▶ [TASK DIRECTIONS]: Set down the records that follow in full and without changes.

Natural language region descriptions
# # # # #
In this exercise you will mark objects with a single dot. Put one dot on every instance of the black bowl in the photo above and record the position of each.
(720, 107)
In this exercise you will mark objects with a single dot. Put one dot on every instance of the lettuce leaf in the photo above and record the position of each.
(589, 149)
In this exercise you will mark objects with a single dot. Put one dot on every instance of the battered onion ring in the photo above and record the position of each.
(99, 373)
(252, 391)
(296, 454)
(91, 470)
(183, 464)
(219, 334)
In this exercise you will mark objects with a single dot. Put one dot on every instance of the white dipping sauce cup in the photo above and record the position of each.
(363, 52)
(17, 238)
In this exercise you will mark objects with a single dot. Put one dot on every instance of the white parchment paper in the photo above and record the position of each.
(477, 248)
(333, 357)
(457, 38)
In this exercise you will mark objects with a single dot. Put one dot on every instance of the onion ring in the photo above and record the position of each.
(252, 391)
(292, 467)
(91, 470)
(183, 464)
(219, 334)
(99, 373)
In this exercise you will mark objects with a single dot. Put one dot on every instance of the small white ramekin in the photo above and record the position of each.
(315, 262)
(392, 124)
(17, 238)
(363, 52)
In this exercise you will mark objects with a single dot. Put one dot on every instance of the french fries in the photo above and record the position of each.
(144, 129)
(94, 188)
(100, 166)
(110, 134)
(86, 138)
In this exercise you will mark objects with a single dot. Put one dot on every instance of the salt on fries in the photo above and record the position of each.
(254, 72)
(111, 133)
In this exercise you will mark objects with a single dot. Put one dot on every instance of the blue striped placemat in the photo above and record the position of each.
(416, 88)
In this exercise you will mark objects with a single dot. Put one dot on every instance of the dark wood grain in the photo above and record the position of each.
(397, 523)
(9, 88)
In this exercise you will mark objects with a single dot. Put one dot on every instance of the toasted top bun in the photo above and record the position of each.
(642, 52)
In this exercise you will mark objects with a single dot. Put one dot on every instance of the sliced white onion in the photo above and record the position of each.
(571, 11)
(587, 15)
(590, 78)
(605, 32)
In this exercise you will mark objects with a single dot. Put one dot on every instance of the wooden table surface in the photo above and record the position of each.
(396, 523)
# # # # #
▶ [RESULT]:
In this exercise you will mark objects with a single dot. Put one dot on every instance of the black bowl in the photo above and record the position of each.
(720, 107)
In this exercise you will mark objects with a single dot. Put one dot on every instance of the lettuce leaf in the photo above and record the position of each.
(589, 149)
In this exercise you will mark objects with a single dot. Put one dot on every instance of the battered onion ring in the photo above and record the position of each.
(99, 373)
(252, 391)
(296, 454)
(91, 470)
(183, 464)
(219, 334)
In this exercise you will mark objects with a single dot. Put one dot on every instance of the white dipping sauce cup in the photo above and record the position of each.
(363, 52)
(17, 238)
In this exercise you will mark objects with a single dot. Put one dot on every instance of the white parchment paper in the photo above and record the position of each.
(477, 248)
(333, 357)
(457, 38)
In this exercise you will mark objects with a single dot. Put one dot on every instance of the onion ring in the photo above and record the position of each.
(252, 391)
(292, 467)
(91, 470)
(183, 464)
(219, 334)
(99, 373)
In this exercise you will mark objects with a single dot. Put one dot on every instance of the small white ramekin in the photo above and record the position of each.
(315, 262)
(392, 124)
(17, 238)
(363, 52)
In this exercise you will mark objects with a single dot. Put one dot on every instance of the french fries in the photo above and record the position of each.
(144, 129)
(94, 188)
(100, 166)
(110, 134)
(86, 138)
In this exercise you will mark objects with a single dot. Put one dot on every instance of the salt on fries in the photo above and record the position of each.
(254, 72)
(111, 133)
In this exercise you will mark objects with a single dot. Put one dot on every instance of the blue striped placemat in the photo above and record the position of each.
(416, 88)
In this exercise you will mark objects with a single dot. Put one dot on every instance of the dark wood grain in the photo above and record the position of each.
(397, 523)
(9, 88)
In this exercise you will mark objects with a single dot. Put one dot on every instance of the toasted top bun in the photo above and record the position of each.
(642, 52)
In this exercise you will mark objects with a single dot. Put one dot on every instance of the sliced white onion in the photo above and record the position of each.
(571, 11)
(587, 15)
(590, 78)
(605, 32)
In this exercise you will mark objects with a single dot. Put one dot on every instance of the wooden table surface in the photo above and record the position of each.
(396, 523)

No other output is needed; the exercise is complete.